## Begin DATA
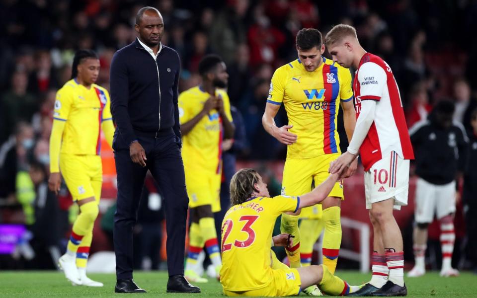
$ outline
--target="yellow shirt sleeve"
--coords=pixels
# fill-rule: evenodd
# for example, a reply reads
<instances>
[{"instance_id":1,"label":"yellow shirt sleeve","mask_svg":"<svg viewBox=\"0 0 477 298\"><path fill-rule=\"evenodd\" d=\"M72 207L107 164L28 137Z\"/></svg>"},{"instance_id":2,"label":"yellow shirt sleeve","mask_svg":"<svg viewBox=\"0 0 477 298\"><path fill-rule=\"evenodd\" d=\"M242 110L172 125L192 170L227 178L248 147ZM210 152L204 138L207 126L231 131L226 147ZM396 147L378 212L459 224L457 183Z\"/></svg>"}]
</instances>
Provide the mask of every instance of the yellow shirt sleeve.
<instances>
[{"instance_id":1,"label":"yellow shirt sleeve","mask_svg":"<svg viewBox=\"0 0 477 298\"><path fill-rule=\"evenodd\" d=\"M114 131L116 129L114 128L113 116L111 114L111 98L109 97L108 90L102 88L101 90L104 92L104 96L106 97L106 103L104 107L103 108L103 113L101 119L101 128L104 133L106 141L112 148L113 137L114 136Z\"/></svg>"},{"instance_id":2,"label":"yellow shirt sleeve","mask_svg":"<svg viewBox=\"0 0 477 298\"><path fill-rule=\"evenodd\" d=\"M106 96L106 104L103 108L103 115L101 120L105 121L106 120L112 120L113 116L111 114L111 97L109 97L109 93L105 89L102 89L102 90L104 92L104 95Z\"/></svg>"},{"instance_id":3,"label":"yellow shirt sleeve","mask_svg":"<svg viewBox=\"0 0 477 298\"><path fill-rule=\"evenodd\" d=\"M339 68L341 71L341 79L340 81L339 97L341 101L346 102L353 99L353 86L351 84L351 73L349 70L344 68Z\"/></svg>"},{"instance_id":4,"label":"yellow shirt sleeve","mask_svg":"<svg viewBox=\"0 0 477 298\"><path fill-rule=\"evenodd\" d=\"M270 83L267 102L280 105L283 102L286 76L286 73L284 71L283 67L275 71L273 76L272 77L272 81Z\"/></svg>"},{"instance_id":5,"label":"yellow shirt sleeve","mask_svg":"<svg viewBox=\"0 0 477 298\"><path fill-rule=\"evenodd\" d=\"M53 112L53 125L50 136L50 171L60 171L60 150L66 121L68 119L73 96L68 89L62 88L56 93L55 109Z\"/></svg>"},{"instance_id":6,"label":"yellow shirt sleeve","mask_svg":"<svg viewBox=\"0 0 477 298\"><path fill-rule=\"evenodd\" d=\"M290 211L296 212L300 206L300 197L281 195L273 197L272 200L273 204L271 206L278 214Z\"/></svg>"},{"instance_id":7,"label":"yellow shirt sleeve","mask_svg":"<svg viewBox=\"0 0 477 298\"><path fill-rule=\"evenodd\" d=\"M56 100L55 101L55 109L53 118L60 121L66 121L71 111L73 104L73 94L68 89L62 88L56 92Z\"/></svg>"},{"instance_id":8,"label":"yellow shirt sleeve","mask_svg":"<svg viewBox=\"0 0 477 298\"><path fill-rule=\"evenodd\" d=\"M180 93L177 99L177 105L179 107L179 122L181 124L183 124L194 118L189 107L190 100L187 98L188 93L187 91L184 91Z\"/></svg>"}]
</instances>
## End DATA
## Begin DATA
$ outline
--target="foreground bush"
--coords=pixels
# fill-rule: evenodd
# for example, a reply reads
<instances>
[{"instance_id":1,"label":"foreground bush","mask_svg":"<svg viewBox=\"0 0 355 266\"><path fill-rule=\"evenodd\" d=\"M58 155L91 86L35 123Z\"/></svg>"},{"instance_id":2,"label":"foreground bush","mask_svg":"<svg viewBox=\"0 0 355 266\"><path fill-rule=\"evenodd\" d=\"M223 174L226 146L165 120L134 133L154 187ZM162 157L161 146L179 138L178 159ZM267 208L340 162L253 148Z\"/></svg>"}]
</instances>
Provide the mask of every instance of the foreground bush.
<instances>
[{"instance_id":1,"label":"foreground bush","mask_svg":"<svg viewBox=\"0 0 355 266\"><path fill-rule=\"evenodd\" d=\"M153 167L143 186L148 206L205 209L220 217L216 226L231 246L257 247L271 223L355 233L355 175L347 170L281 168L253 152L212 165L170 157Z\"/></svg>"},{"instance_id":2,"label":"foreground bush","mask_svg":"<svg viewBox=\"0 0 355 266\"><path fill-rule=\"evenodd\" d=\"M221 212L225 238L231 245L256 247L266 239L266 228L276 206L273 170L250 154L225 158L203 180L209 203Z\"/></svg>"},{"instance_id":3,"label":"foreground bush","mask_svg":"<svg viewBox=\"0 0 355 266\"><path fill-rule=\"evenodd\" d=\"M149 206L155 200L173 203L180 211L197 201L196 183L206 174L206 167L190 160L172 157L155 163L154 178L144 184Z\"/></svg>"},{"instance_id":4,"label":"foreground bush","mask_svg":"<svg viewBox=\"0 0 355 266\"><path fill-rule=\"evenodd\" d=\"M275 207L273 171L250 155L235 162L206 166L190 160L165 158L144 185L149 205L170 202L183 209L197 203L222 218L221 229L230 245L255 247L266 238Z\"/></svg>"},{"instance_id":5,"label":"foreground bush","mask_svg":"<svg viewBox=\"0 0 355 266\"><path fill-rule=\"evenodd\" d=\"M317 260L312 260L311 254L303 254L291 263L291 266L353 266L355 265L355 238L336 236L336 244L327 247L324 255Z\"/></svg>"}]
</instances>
## End DATA
## Begin DATA
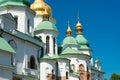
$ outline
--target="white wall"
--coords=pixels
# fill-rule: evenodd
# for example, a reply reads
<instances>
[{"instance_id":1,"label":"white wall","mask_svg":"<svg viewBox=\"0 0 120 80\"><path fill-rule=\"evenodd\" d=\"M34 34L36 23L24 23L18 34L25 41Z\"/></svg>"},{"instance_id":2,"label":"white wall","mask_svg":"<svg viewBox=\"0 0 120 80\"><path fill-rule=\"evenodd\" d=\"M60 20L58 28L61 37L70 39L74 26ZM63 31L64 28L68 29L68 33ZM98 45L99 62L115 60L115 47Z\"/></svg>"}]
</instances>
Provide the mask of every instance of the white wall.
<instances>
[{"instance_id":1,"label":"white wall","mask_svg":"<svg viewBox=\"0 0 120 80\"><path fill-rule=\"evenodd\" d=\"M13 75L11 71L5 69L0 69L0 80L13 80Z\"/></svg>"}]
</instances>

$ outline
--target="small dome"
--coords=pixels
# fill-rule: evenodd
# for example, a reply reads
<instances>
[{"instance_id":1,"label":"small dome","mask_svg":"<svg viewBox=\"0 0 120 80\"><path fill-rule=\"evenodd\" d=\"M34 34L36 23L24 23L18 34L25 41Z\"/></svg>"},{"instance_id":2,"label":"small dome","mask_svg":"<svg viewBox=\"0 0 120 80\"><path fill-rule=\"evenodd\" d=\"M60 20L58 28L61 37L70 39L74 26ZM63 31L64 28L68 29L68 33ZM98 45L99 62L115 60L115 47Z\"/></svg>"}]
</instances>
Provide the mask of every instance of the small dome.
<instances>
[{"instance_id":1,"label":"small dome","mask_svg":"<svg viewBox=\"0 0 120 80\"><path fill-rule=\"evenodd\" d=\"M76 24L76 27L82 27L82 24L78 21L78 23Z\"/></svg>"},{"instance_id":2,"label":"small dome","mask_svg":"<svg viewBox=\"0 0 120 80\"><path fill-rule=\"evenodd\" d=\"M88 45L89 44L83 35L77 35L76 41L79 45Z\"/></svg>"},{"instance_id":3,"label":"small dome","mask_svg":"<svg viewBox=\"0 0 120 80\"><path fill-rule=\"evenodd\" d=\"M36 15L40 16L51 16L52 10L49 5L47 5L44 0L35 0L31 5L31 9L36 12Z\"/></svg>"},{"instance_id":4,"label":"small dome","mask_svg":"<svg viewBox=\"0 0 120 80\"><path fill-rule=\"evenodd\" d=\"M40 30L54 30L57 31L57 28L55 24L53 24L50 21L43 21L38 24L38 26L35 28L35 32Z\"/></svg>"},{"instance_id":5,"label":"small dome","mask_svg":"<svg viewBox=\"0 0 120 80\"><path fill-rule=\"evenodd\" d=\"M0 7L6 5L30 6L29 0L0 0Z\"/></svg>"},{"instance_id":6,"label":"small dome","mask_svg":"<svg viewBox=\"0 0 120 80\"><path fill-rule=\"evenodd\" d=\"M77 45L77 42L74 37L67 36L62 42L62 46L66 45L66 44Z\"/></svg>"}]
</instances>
## End DATA
TASK BRIEF: List each line of the data above that contains the string "dome", treating uppercase and lowercase as different.

REPLY TO THE TASK:
--target="small dome"
[{"instance_id":1,"label":"small dome","mask_svg":"<svg viewBox=\"0 0 120 80\"><path fill-rule=\"evenodd\" d=\"M34 34L36 23L24 23L18 34L25 41Z\"/></svg>"},{"instance_id":2,"label":"small dome","mask_svg":"<svg viewBox=\"0 0 120 80\"><path fill-rule=\"evenodd\" d=\"M60 20L58 28L61 37L70 39L74 26ZM63 31L64 28L68 29L68 33ZM98 45L99 62L115 60L115 47Z\"/></svg>"}]
Provide the mask of every instance of the small dome.
[{"instance_id":1,"label":"small dome","mask_svg":"<svg viewBox=\"0 0 120 80\"><path fill-rule=\"evenodd\" d=\"M76 24L76 27L82 27L82 24L78 21L78 23Z\"/></svg>"},{"instance_id":2,"label":"small dome","mask_svg":"<svg viewBox=\"0 0 120 80\"><path fill-rule=\"evenodd\" d=\"M88 45L89 44L83 35L77 35L76 41L79 45Z\"/></svg>"},{"instance_id":3,"label":"small dome","mask_svg":"<svg viewBox=\"0 0 120 80\"><path fill-rule=\"evenodd\" d=\"M36 15L40 16L51 16L52 10L49 5L47 5L44 0L35 0L31 5L31 9L36 12Z\"/></svg>"},{"instance_id":4,"label":"small dome","mask_svg":"<svg viewBox=\"0 0 120 80\"><path fill-rule=\"evenodd\" d=\"M40 30L54 30L57 31L57 28L55 24L53 24L50 21L43 21L38 24L38 26L35 28L35 32Z\"/></svg>"},{"instance_id":5,"label":"small dome","mask_svg":"<svg viewBox=\"0 0 120 80\"><path fill-rule=\"evenodd\" d=\"M0 7L6 5L30 6L29 0L0 0Z\"/></svg>"},{"instance_id":6,"label":"small dome","mask_svg":"<svg viewBox=\"0 0 120 80\"><path fill-rule=\"evenodd\" d=\"M77 45L77 42L74 37L67 36L62 42L62 46L66 45L66 44Z\"/></svg>"}]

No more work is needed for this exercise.